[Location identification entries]
--- begin ---

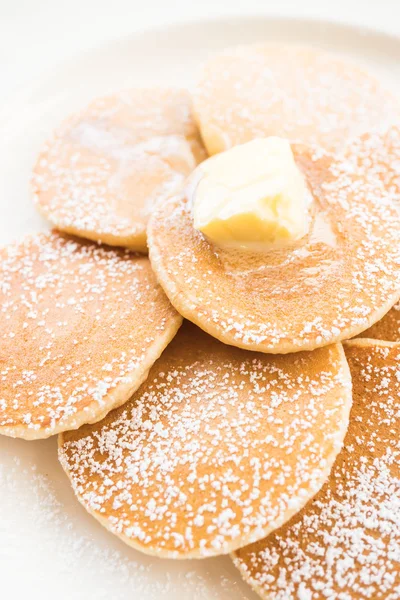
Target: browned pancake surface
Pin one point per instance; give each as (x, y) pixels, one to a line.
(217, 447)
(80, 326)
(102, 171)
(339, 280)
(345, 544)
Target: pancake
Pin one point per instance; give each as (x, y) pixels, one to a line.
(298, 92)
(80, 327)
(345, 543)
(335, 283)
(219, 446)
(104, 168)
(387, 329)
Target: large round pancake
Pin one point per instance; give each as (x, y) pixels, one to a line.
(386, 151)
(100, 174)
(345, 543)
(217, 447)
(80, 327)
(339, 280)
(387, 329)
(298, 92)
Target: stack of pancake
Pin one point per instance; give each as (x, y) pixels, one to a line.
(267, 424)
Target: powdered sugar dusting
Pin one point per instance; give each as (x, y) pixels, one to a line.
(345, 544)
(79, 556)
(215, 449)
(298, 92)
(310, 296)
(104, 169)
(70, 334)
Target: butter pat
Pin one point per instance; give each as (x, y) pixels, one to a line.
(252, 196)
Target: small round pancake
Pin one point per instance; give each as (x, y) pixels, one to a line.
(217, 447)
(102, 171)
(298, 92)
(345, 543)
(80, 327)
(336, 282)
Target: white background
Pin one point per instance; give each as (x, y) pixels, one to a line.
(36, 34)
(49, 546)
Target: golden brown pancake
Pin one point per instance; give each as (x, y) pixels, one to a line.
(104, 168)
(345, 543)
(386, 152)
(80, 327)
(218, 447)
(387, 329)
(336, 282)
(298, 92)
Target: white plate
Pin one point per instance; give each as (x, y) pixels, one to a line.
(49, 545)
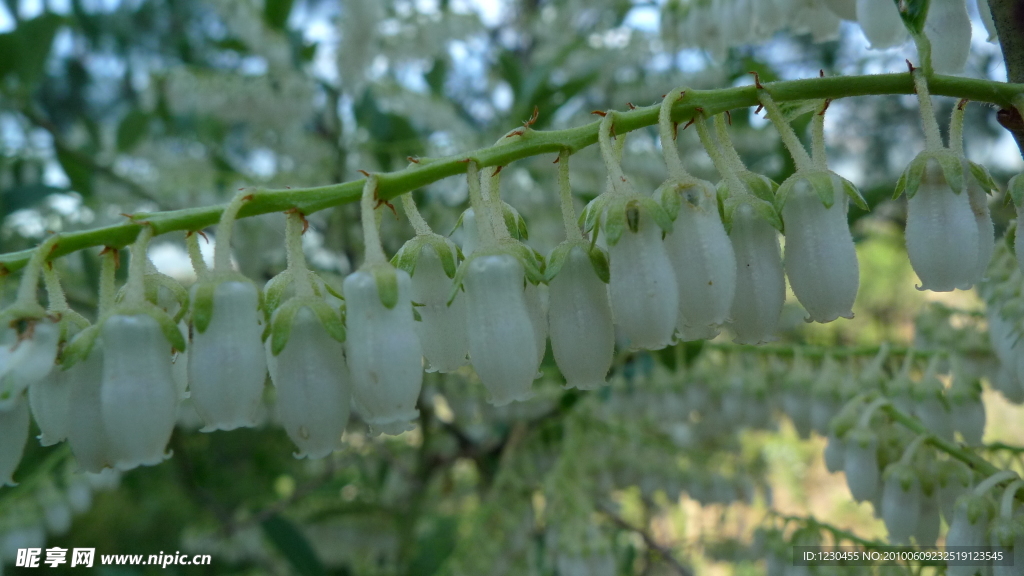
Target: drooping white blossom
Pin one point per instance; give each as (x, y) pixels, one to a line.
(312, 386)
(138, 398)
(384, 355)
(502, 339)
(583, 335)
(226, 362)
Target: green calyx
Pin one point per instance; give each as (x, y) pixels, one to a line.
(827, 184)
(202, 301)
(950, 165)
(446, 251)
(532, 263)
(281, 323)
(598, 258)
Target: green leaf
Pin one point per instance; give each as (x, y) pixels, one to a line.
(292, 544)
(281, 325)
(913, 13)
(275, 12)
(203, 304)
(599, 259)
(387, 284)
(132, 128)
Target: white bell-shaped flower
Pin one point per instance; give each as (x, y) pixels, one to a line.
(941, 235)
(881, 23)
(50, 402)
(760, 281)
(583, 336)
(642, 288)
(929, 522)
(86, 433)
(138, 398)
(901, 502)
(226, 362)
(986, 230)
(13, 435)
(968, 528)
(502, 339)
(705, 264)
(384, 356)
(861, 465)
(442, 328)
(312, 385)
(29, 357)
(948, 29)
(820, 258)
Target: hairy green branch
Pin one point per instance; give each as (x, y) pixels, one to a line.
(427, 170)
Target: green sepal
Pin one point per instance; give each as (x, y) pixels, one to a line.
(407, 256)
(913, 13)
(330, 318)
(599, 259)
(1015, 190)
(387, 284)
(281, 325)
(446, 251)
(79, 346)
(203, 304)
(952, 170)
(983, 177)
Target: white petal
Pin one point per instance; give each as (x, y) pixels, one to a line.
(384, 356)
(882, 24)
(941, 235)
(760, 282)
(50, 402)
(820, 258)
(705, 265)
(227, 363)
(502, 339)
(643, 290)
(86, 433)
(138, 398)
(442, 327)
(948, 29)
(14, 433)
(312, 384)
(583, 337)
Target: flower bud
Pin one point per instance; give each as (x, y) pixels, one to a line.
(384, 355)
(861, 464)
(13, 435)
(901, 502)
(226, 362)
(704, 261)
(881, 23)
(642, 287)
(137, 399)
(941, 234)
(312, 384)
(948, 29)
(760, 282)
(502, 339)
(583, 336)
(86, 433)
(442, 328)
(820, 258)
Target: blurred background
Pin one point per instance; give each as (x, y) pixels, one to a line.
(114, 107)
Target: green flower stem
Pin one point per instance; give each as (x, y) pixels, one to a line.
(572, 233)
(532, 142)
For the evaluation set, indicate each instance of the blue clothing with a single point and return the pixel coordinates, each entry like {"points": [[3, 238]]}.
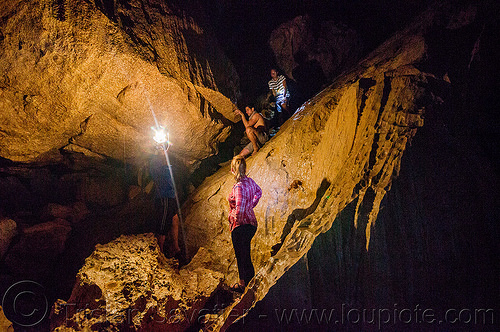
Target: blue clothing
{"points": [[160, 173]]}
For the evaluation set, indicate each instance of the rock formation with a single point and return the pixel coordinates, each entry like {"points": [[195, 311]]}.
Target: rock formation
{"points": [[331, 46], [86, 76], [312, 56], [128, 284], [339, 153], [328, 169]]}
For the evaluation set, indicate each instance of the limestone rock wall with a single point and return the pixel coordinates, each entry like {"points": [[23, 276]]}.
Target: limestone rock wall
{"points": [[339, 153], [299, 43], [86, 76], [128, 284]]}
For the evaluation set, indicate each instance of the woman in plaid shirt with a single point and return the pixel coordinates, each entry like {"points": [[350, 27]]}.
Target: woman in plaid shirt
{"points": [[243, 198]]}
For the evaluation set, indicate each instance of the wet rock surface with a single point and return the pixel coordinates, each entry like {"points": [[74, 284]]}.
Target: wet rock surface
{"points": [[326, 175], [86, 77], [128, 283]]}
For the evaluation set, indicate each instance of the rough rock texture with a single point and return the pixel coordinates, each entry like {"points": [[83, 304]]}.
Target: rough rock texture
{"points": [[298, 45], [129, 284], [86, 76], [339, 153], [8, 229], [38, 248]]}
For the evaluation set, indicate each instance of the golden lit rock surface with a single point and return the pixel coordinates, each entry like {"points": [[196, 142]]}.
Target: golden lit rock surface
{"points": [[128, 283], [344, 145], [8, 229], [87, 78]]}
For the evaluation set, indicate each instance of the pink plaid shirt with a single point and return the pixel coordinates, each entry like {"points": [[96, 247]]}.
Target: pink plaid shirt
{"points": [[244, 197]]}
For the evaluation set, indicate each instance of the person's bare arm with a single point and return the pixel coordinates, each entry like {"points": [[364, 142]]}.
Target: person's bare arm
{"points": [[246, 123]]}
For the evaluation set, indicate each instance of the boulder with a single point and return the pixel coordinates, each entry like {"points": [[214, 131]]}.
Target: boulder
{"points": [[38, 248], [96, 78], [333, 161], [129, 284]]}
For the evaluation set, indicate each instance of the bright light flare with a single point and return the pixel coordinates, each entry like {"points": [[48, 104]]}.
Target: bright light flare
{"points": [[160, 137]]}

--- end ---

▸ To be done
Print the entries above exactly, taking out only the pictures.

▸ Answer below
Target: browned pancake surface
Pin one point per instance; give each as (x, y) pixels, one to a line.
(217, 447)
(80, 326)
(102, 171)
(339, 280)
(345, 544)
Target: pancake
Pin one point per instance; give each as (x, y) pixels, one to a line.
(298, 92)
(80, 327)
(345, 543)
(335, 283)
(219, 446)
(104, 168)
(387, 329)
Target: large round pancake
Pin one point per instance; give each as (x, y) pixels, one to a line.
(386, 151)
(100, 174)
(345, 543)
(217, 447)
(80, 327)
(339, 280)
(387, 329)
(298, 92)
Target: stack of pancake
Pin one point per instance; give each as (x, y) pixels, one to a line.
(267, 424)
Target: powdered sugar dusting
Pin one point per instance; give each as (x, y) pixels, one to a line.
(345, 544)
(79, 556)
(215, 449)
(298, 92)
(310, 296)
(104, 169)
(70, 334)
Target: butter pat
Pin one point per instance; give each as (x, y) pixels, one to a line.
(252, 196)
Target: small round pancake
Pin one point per instance; give each as (x, y) pixels, one to a line.
(217, 447)
(102, 171)
(298, 92)
(345, 543)
(80, 327)
(336, 282)
Target: white background
Pin one point per instance; give each as (x, y) pixels, one to a line.
(36, 34)
(49, 546)
Target: golden brown pancake
Pin one point per instance; give each as (x, y) pixels, one to a line.
(104, 168)
(345, 543)
(386, 152)
(80, 327)
(218, 447)
(387, 329)
(336, 282)
(298, 92)
Target: white plate
Pin one point per instance; give each as (x, y) pixels, one to a line.
(49, 545)
Target: drooping white blossom
Pin one point per instance; give each as (x, y) pixels, one to a line.
(312, 386)
(138, 398)
(384, 355)
(502, 339)
(583, 335)
(226, 362)
Target: green calyx
Pin one point per instance; give each as (x, y) pixels, one to a line.
(827, 184)
(202, 301)
(950, 165)
(446, 251)
(532, 263)
(281, 323)
(598, 258)
Target: green leaf
Pin one point per instance; give each as (x, y) pixels, one to a line.
(292, 544)
(281, 325)
(913, 13)
(275, 12)
(203, 304)
(599, 259)
(387, 284)
(132, 128)
Target: white bell-shaped flower
Pin one point per instance; give each as (x, y) pixels, one to a line.
(941, 235)
(881, 23)
(50, 402)
(760, 281)
(583, 336)
(642, 288)
(929, 522)
(86, 433)
(138, 398)
(901, 502)
(226, 362)
(986, 230)
(13, 435)
(968, 528)
(502, 339)
(705, 264)
(384, 356)
(861, 465)
(442, 328)
(312, 385)
(29, 357)
(948, 29)
(820, 258)
Target: hairy green branch
Pin one point per instance; give each as (x, y) pixels, one to a line.
(427, 170)
Target: green sepal
Pin one point per instance; give each as (x, y) pixels, one to a line.
(407, 256)
(913, 13)
(330, 318)
(599, 259)
(1015, 190)
(387, 284)
(281, 325)
(446, 251)
(79, 346)
(203, 304)
(952, 170)
(983, 177)
Target: white petal
Pin one point per instance; give each as (x, y) pixels, one to a line.
(384, 356)
(882, 24)
(941, 235)
(760, 282)
(50, 402)
(820, 258)
(705, 265)
(227, 363)
(502, 339)
(643, 290)
(86, 433)
(138, 398)
(442, 327)
(948, 29)
(14, 433)
(312, 384)
(583, 337)
Target: flower bud
Pin one point per instance; give each as (x, y) pixels, one to a line.
(384, 355)
(861, 464)
(13, 435)
(901, 502)
(226, 362)
(704, 261)
(881, 23)
(642, 287)
(137, 399)
(941, 234)
(312, 384)
(948, 29)
(760, 282)
(502, 339)
(583, 336)
(86, 433)
(442, 328)
(820, 258)
Target: blurred background
Pin one point per instance; give each as (x, y) pixels, one to a line.
(114, 107)
Target: green flower stem
Pin one point per instance; give each as (x, y) pixels, one to a line.
(572, 233)
(532, 142)
For the evaluation set, indicate each instance of the blue clothing with a single point and return the pixel coordinates, each entry like {"points": [[3, 238]]}.
Target: blue clothing
{"points": [[160, 173]]}
For the evaluation set, indicate each instance of the rock formation with a single point and return the pixel coordinates, each entry like {"points": [[195, 311]]}.
Target: rock formation
{"points": [[331, 46], [86, 76], [312, 56], [128, 284], [339, 153], [328, 169]]}
For the evaluation set, indicate each instance of the limestone rock wall with a single point and return the pixel coordinates, each entry like {"points": [[23, 276]]}.
Target: limestone rock wall
{"points": [[339, 153], [299, 43], [86, 76], [128, 284]]}
For the evaluation set, indicate each instance of the woman in plaid shirt with a single point and return the pixel coordinates, each entry like {"points": [[350, 27]]}.
Target: woman in plaid shirt
{"points": [[243, 198]]}
For the evaluation set, indicate each instance of the wet rock surface with a single point and return the pixel coordinates, each entry like {"points": [[74, 284]]}.
Target: wet rock surface
{"points": [[326, 175], [86, 77], [128, 283]]}
For the evaluation set, indicate each instance of the rough rock texture with a single point and return the pixel coordinates, each entry like {"points": [[83, 304]]}.
Target: rough rock texture
{"points": [[298, 45], [129, 284], [86, 76], [339, 153], [8, 229], [38, 248]]}
For the evaluation set, indicate each instance of the golden lit rock surface with a single point and return the pixel coordinates, each entry like {"points": [[196, 142]]}.
Target: golden lit rock surface
{"points": [[128, 283], [344, 145], [8, 229], [87, 78]]}
For the evaluation set, indicate each instance of the pink plaid shirt with a single point and return the pixel coordinates, each entry like {"points": [[96, 247]]}.
Target: pink plaid shirt
{"points": [[244, 197]]}
For the evaluation set, indicate each instance of the person's bare arm with a single point and return the pixel coordinates, each entry like {"points": [[364, 142]]}.
Target: person's bare arm
{"points": [[246, 123]]}
For the evaluation set, indicate each instance of the boulder with a single point and return the pixel coordinates, each entry like {"points": [[214, 131]]}.
Target: boulder
{"points": [[38, 248], [96, 78], [333, 161], [129, 284]]}
For the evaluation set, indicate each instance of the bright light flare with a single point and return the pixel coordinates, each entry like {"points": [[48, 104]]}.
Target: bright light flare
{"points": [[160, 137]]}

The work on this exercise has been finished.